SELECTED PASSAGE
----------

The University of the Sciences this week became the latest academic player to announce it was getting into marijuana research.
The school is pairing with Franklin BioScience, a large grower out of Denver, to create more consistent marijuana products and develop a cannabis education program for pharmacists, physicians, and students planning on entering the health professions.
Big marijuana is banking on Pennsylvania to become a major hub of the burgeoning legal cannabis sector, which last year was valued at $6.7 billion nationwide and is expected to balloon to over $21 billion by 2021, according to estimates by the Arcview Group.
When the commonwealth legalized medical marijuana last year, it was the first in the United States to include provisions for the academic study of the plant and its derivatives.
The law carves out eight permits for medical schools, which are called Academic Clinical Research Centers (ACRCs). But the interest for those slots among hospitals and universities has outpaced the number of permits. A green rush of companies is courting a wide range of health institutions in hopes of forging partnerships that each could be worth tens of millions of dollars.

----------

Records in a dataset:
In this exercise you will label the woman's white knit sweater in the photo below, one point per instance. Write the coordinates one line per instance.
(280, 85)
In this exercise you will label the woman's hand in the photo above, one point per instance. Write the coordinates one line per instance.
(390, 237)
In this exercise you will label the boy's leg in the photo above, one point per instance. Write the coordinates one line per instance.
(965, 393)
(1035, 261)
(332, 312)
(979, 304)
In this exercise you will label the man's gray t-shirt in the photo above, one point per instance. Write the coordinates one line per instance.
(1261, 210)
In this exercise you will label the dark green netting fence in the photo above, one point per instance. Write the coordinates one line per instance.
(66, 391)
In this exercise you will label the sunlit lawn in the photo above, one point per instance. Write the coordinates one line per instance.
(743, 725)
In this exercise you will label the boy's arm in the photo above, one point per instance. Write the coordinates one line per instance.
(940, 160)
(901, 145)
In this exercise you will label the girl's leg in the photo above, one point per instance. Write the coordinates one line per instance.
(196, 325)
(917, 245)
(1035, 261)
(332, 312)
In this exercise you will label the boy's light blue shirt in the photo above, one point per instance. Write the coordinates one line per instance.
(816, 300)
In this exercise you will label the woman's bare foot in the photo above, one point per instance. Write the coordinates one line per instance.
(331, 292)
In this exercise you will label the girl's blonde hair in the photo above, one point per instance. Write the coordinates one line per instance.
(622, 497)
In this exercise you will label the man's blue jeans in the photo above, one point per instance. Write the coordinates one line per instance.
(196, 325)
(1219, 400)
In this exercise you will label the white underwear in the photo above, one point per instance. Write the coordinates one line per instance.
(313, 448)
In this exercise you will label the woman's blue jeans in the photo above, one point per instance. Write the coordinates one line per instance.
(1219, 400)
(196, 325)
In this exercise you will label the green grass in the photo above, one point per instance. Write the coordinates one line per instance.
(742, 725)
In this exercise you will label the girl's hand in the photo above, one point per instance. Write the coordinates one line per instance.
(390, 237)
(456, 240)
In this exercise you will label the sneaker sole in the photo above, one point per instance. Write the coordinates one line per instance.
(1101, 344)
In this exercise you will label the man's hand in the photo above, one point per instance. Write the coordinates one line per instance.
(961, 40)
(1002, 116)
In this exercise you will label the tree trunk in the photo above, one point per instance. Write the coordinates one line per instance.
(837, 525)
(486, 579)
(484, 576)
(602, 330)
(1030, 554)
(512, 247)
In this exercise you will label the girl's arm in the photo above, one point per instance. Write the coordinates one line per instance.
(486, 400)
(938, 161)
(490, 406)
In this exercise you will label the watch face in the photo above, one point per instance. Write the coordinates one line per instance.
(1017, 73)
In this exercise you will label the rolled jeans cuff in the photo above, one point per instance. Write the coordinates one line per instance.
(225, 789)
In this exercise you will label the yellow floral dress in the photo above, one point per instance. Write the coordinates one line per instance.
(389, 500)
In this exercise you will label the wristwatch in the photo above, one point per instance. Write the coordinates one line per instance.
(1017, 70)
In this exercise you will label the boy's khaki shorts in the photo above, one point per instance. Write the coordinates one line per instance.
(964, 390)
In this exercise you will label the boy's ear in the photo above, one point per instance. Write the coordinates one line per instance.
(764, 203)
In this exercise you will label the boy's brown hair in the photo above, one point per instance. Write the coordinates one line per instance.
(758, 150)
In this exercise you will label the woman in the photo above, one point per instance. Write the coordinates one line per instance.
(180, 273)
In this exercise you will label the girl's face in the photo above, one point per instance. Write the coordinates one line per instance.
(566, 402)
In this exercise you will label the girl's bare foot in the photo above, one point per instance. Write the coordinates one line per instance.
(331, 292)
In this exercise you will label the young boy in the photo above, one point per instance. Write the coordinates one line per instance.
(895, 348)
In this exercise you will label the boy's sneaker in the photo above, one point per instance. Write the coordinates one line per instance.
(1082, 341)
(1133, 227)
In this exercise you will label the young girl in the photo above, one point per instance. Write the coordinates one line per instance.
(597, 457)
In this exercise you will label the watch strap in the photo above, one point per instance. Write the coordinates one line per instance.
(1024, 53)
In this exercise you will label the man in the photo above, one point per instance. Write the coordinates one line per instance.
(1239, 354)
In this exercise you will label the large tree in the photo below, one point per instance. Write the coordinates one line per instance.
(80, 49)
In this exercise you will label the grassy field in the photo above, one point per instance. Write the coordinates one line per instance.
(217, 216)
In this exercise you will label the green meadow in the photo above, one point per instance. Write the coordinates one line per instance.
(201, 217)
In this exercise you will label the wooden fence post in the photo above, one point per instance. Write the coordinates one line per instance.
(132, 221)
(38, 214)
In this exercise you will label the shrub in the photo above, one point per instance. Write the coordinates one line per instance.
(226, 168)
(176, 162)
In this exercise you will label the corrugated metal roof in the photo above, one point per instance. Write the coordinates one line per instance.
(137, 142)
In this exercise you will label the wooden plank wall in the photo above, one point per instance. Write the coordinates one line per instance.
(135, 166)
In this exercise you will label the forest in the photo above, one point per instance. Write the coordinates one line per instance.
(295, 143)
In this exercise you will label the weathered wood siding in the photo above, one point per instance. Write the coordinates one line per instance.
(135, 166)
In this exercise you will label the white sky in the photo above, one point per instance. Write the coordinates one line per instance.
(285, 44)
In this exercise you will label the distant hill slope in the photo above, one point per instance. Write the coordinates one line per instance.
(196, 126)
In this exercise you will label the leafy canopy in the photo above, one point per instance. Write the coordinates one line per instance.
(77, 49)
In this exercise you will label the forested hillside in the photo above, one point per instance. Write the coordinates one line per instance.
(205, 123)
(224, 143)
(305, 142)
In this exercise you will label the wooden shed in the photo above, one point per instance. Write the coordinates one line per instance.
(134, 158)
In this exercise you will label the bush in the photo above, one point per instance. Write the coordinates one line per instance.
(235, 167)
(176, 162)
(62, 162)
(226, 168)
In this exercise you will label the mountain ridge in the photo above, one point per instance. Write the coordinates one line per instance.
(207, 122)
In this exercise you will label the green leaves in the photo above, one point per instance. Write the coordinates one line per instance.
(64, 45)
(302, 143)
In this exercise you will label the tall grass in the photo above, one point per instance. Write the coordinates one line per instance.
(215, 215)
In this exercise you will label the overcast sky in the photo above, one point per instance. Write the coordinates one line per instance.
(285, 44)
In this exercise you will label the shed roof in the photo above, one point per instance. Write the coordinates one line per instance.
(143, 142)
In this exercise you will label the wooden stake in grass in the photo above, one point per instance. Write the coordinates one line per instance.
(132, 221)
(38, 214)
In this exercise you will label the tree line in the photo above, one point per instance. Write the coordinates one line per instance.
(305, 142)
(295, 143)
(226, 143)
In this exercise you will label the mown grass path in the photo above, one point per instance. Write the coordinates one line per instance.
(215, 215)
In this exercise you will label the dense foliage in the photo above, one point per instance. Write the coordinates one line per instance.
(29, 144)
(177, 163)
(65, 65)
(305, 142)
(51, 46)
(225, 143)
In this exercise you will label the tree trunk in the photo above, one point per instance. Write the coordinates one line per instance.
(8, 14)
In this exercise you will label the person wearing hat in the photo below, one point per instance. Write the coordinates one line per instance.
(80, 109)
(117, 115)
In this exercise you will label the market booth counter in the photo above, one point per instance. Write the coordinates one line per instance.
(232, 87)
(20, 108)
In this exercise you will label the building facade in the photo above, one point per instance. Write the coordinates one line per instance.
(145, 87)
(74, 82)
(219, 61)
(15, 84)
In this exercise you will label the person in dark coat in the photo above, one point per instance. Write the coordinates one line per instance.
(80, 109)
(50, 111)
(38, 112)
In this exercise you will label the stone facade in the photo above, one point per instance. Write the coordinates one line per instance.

----------

AIM OF THE EXERCISE
Please answer these questions from the passage on marijuana research.
1. Which Denver grower is the University of the Sciences pairing with?
2. According to Arcview Group estimates, what was the nationwide value of the legal cannabis sector last year?
3. How many permits does the law set aside for medical schools?

RESULT FOR THIS EXERCISE
1. Franklin BioScience
2. $6.7 billion
3. Eight